Reproduce each record below exactly as written.

====== Provided records

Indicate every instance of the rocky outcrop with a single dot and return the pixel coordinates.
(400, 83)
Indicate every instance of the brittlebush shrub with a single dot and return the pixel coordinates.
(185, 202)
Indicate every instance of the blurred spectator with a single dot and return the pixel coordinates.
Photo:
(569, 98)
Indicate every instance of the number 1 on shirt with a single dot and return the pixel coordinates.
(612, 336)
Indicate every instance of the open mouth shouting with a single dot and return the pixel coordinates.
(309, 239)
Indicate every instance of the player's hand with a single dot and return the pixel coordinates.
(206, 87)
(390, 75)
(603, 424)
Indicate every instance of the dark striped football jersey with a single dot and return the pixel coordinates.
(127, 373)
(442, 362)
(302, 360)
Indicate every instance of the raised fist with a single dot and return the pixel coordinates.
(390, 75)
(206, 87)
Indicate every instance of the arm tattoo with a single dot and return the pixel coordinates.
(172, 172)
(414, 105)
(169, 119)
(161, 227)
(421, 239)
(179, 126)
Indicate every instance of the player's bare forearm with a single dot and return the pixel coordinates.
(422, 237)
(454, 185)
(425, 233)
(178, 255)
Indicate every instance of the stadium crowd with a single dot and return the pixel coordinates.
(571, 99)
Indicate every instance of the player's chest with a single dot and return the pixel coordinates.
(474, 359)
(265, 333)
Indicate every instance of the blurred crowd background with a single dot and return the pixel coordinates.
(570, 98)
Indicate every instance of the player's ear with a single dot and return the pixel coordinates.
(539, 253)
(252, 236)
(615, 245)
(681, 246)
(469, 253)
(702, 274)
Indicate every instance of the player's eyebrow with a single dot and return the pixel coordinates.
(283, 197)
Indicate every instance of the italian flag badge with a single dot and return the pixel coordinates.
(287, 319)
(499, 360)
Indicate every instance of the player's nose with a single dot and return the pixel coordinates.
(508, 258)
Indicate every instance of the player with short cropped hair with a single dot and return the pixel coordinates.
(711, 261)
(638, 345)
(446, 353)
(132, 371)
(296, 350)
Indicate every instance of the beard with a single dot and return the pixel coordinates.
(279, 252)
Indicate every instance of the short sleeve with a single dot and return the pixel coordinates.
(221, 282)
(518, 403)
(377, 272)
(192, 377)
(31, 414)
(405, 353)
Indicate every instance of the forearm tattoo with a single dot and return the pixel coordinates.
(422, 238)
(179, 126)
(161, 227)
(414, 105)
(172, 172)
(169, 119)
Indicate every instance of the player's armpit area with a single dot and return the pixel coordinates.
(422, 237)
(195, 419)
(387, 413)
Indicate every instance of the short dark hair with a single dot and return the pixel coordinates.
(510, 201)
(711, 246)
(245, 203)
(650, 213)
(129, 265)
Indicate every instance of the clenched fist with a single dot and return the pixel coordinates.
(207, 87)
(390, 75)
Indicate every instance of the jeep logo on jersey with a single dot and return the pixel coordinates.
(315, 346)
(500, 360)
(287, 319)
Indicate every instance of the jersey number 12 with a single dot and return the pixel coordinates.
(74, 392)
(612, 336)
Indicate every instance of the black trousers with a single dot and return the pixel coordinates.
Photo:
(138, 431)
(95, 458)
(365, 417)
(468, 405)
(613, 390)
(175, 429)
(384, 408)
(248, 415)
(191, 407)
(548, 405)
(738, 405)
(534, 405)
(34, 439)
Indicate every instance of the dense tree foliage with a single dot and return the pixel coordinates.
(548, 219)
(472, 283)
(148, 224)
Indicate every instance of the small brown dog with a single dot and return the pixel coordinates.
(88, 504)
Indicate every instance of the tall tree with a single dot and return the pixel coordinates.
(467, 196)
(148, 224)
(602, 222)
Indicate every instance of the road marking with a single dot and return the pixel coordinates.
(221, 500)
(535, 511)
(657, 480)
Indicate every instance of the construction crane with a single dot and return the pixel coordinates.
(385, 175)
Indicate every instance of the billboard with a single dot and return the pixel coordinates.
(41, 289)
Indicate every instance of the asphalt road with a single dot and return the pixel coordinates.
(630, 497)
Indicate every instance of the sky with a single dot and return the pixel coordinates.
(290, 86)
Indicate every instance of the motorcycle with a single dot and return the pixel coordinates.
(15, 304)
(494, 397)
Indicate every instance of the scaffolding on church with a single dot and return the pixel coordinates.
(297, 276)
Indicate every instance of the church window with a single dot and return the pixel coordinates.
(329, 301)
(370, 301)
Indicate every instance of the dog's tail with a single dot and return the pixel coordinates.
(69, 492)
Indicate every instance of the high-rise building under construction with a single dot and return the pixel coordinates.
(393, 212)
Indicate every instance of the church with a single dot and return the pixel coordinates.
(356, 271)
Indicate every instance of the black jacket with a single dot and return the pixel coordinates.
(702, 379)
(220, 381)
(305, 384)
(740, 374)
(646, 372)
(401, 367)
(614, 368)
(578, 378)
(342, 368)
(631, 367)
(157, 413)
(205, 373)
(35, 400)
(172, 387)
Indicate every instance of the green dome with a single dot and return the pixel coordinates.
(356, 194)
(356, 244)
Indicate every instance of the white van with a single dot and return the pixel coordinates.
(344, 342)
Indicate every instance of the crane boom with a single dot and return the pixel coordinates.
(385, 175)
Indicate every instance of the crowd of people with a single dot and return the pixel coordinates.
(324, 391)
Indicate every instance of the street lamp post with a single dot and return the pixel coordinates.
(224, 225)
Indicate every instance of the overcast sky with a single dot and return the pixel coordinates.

============

| Expected output |
Indicate every instance of the rocky outcrop with a single dot and return the pixel coordinates.
(400, 83)
Indicate every instance of the brittlebush shrub with a single dot and return the pixel coordinates.
(185, 202)
Indicate every instance of the blurred spectator with a single dot and return the pixel coordinates.
Photo:
(569, 98)
Indicate every instance of the number 1 on shirt with a single dot and return the pixel coordinates.
(612, 336)
Indicate every instance of the open mouth shouting with a single dot and return the pixel coordinates.
(309, 239)
Indicate every instance of the player's hand with a single dot and return the pixel coordinates.
(206, 87)
(390, 75)
(603, 424)
Indicate every instance of the dark striped football jersey with a single dot and return the pixel coordinates.
(127, 373)
(442, 362)
(302, 360)
Indicate every instance of the raised fist with a single dot and return the pixel coordinates.
(390, 75)
(206, 87)
Indicate every instance of the arm tattoo with a single dot and return the pixel coordinates.
(172, 172)
(414, 105)
(169, 119)
(161, 227)
(421, 239)
(179, 126)
Indicate every instance of the player's bare forearm with a single dot and return the pixel coordinates.
(422, 237)
(454, 185)
(425, 233)
(178, 255)
Indicate every instance of the stadium crowd with a single dot and return the pixel coordinates.
(571, 99)
Indicate every instance of the player's chest with a single dot and return the pixel coordinates.
(474, 359)
(265, 333)
Indicate every instance of the blurred crowd background with a single dot and return the pixel coordinates.
(570, 98)
Indicate every instance of the player's ear with a single dot and return the pixel coordinates.
(539, 253)
(252, 236)
(615, 245)
(681, 246)
(469, 253)
(702, 274)
Indicate every instance of the player's eyebrow with a single dot and return the pixel coordinates.
(283, 197)
Indicate every instance of the italian flag badge with a single dot and return the pixel coordinates.
(287, 319)
(499, 360)
Indicate every instance of the player's nose with a single dot and return the pixel coordinates.
(508, 258)
Indicate every instance of the player with short cropped hair with a single dot and return the pixel coordinates.
(711, 261)
(638, 345)
(446, 353)
(132, 371)
(296, 350)
Indicate every instance of the beard with a single dot and return the pixel coordinates.
(279, 252)
Indicate every instance of the short sleeve with a single dot and return the pixel coordinates.
(221, 282)
(518, 403)
(377, 272)
(192, 377)
(31, 414)
(405, 353)
Indicate every instance of the forearm tattoo with a single dot and return the pixel coordinates.
(422, 238)
(179, 126)
(161, 227)
(414, 105)
(172, 172)
(169, 119)
Indicate every instance of the player's armpit area with a single dot and return the pixel coordinates.
(422, 237)
(195, 419)
(387, 413)
Indicate every instance of the short dark hair with a single dot and return the pixel coordinates.
(510, 201)
(711, 246)
(245, 203)
(650, 213)
(129, 265)
Indicate every instance of the clenched fist with a single dot and return the pixel coordinates.
(207, 87)
(390, 75)
Indicate every instance of the jeep logo on jersey with a single dot and return the pixel coordinates.
(315, 346)
(500, 360)
(287, 319)
Indicate every instance of the jersey number 12 with a single dot and return the pixel coordinates.
(74, 392)
(612, 336)
Indicate every instance of the black trousers with a single dot and return the pixel coordinates.
Photo:
(138, 431)
(95, 458)
(365, 417)
(468, 405)
(613, 390)
(175, 429)
(384, 408)
(248, 415)
(191, 407)
(548, 405)
(738, 405)
(534, 405)
(34, 439)
Indicate every instance of the dense tree foliage with a single dot and return the pixel coordinates.
(548, 219)
(472, 283)
(148, 224)
Indicate every instance of the small brown dog with a single dot and return the pixel coordinates.
(88, 504)
Indicate every instance of the tall tree with a single dot and return the pixel coordinates.
(467, 196)
(148, 224)
(602, 222)
Indicate every instance of the road marking with a single dot and return the pixel coordinates.
(221, 500)
(535, 511)
(657, 480)
Indicate every instance of the construction crane with a single dot and return the pixel coordinates.
(385, 175)
Indicate every instance of the billboard with a single dot and return the pixel coordinates.
(41, 289)
Indicate every instance of the asphalt road with a single dot and return the pixel coordinates.
(630, 497)
Indicate every instance of the sky with a single dot and return the pixel coordinates.
(290, 86)
Indicate every instance of the motorcycle with a single dot and return the pixel coordinates.
(15, 304)
(494, 397)
Indicate every instance of the scaffolding on church with a single dot and return the pixel coordinates.
(297, 276)
Indicate every instance of the church window with a single dot and return the pixel coordinates.
(329, 301)
(370, 301)
Indicate every instance of the dog's tail with a single dot and return the pixel coordinates.
(69, 492)
Indicate every instance of the high-rise building under construction with a single dot and return the pixel coordinates.
(393, 212)
Indicate every instance of the church with a single dot and return the pixel coordinates.
(356, 271)
Indicate every instance of the black jacket with a single dot and return the pixel coordinates.
(702, 379)
(220, 381)
(305, 384)
(740, 374)
(646, 372)
(401, 367)
(614, 368)
(578, 378)
(342, 368)
(631, 367)
(157, 413)
(205, 373)
(35, 400)
(172, 387)
Indicate every instance of the green dome with a single dot and return the pixel coordinates.
(356, 194)
(356, 244)
Indicate every instance of the white van with a single dot and return the pixel coordinates.
(344, 342)
Indicate every instance of the crane boom with a single dot and return the pixel coordinates.
(385, 175)
Indicate every instance of the crowd of people with a single dot and return the pixel coordinates.
(324, 391)
Indicate every instance of the street lamp post with a single dot and return the pixel coordinates.
(224, 225)
Indicate every instance of the overcast sky with a single dot and return the pixel coordinates.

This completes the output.